* GOAL
Please gather every line of the records below that contains the string "phrase", with case counting toward a match.

(Segmentation labeling items)
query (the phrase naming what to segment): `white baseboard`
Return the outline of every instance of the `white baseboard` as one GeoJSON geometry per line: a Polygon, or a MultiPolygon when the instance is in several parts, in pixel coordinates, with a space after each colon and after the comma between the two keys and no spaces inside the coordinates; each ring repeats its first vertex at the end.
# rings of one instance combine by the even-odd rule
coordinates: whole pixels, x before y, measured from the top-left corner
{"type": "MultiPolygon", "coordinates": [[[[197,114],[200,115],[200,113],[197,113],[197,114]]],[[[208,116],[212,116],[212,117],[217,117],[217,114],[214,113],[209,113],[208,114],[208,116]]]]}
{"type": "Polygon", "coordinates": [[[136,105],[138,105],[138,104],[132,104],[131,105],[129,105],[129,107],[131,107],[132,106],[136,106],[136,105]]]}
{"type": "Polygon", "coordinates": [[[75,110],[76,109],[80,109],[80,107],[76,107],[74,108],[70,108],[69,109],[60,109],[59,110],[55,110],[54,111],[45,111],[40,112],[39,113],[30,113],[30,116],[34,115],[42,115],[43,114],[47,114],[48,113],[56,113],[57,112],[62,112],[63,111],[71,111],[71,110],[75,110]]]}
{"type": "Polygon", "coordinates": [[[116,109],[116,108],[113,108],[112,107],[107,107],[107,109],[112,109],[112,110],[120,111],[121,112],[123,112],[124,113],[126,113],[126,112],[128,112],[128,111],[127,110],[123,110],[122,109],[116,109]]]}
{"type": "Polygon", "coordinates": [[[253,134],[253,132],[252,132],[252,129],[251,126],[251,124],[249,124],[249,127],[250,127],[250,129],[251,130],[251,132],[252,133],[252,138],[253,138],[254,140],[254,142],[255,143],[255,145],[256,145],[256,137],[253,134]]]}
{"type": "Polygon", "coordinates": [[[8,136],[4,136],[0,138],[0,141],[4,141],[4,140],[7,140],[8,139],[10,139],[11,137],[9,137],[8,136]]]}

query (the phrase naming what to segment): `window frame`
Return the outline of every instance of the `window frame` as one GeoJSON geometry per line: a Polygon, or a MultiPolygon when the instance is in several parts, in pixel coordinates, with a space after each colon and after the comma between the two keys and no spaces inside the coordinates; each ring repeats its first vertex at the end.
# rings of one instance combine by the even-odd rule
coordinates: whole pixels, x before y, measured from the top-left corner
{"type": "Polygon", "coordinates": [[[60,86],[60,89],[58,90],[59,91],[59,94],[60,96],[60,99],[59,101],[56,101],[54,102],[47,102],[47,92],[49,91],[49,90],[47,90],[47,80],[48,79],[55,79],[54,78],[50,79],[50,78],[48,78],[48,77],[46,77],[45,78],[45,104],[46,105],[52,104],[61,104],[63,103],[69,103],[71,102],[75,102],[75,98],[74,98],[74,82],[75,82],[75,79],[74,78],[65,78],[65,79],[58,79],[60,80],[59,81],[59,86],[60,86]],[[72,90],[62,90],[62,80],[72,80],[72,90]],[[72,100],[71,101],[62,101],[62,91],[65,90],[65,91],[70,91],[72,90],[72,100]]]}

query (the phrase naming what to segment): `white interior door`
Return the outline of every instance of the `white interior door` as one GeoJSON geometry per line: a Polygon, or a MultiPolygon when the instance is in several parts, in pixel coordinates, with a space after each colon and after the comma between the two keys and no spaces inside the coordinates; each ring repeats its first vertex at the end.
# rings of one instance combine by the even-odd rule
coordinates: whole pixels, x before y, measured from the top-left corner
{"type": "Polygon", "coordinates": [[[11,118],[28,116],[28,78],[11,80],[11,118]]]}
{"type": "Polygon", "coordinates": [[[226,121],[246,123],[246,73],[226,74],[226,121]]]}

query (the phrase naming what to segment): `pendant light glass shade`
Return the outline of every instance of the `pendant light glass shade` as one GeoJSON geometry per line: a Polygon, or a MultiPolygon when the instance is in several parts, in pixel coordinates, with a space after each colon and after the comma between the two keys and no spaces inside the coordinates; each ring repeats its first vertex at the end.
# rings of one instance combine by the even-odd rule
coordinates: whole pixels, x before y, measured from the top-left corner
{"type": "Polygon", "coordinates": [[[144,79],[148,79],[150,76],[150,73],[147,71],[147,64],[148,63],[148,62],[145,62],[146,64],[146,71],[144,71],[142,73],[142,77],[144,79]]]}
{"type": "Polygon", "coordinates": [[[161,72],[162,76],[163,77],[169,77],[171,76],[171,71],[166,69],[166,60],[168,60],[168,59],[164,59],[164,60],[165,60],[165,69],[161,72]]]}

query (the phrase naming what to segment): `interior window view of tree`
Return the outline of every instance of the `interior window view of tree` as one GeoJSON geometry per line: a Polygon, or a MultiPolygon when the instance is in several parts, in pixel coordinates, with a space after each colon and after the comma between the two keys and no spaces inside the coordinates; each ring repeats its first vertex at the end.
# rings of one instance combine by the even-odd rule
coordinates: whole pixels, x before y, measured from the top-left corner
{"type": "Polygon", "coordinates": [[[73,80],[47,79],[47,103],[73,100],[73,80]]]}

* EXPECTED ANSWER
query (the phrase naming what to segment): `white baseboard`
query (the phrase naming what to segment): `window frame`
query (the phrase naming what to segment): `white interior door`
query (the phrase naming what to segment): `pendant light glass shade`
query (the phrase naming what to segment): `interior window view of tree`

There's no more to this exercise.